## STATED EXERCISE
Locate every line below that contains the word "each", treating case as significant, and copy all of those lines.

═════ RECORDS TO PROCESS

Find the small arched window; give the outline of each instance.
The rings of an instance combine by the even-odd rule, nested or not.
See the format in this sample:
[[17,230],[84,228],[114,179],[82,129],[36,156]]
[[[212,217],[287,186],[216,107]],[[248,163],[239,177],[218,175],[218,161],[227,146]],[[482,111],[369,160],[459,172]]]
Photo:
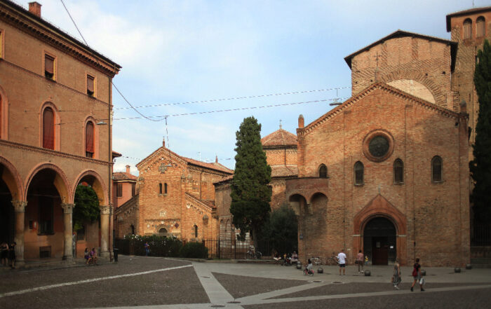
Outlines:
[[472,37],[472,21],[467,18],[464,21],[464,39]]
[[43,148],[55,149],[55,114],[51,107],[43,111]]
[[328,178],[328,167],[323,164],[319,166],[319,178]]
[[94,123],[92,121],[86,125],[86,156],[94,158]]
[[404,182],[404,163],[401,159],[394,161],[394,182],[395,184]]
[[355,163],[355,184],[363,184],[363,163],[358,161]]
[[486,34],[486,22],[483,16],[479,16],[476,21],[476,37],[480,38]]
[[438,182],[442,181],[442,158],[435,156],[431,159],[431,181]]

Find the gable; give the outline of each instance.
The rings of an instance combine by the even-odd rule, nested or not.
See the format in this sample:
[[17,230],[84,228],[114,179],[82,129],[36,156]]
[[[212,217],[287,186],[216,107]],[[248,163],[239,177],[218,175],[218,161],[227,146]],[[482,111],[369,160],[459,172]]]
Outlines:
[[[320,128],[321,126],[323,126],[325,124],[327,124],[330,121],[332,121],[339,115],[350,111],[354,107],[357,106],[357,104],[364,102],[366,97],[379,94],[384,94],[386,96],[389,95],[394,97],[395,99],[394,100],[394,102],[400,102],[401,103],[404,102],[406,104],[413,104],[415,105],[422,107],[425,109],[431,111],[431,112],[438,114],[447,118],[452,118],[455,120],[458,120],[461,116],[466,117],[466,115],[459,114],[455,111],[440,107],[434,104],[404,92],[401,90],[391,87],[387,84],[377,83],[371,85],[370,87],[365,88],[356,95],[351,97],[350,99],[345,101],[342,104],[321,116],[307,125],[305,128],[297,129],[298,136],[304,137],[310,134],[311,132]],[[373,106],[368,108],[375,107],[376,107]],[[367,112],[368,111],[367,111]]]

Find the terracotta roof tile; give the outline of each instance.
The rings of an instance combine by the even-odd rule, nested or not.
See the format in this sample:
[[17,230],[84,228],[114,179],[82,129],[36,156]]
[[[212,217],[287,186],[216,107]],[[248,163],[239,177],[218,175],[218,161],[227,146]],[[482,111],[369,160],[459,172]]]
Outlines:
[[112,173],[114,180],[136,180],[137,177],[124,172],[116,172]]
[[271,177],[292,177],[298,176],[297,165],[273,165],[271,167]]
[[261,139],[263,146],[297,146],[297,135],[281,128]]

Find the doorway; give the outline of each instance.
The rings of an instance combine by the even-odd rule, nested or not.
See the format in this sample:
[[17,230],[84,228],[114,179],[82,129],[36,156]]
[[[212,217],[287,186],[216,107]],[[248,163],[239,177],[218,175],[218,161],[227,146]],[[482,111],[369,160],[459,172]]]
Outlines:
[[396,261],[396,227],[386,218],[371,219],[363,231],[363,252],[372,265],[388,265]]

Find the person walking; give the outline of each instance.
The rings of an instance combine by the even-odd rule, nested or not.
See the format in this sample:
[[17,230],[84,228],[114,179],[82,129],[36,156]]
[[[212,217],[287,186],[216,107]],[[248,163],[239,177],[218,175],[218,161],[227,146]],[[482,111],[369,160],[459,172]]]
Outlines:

══════════
═════ RECORDS TO PROCESS

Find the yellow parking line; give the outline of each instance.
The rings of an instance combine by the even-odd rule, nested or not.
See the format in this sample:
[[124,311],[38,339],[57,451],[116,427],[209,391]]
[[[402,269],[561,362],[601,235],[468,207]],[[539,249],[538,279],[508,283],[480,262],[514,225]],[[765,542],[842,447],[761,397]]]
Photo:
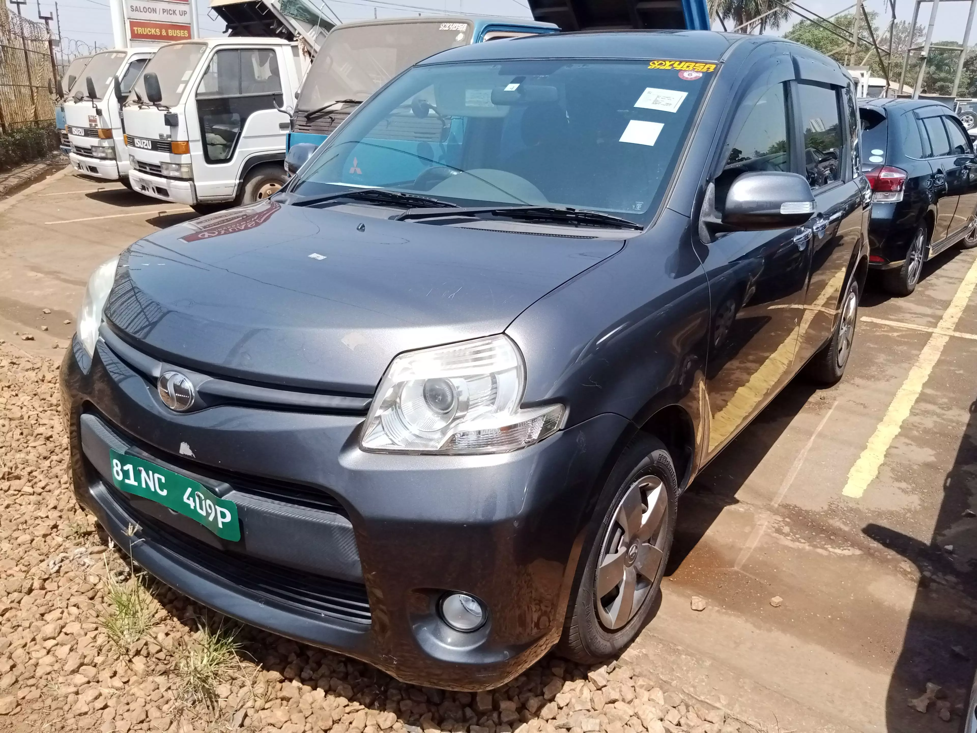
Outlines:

══════════

## ANSWER FOR THE TASK
Find the small arched window; give the outline of each instance.
Find the gable; give the outline of each instance.
Find the terracotta roof tile; give the outline of each instance.
Find the doorway; give the outline of each instance.
Find the person walking; give the outline of each instance.
Find the yellow parking line; give the outline of each instance.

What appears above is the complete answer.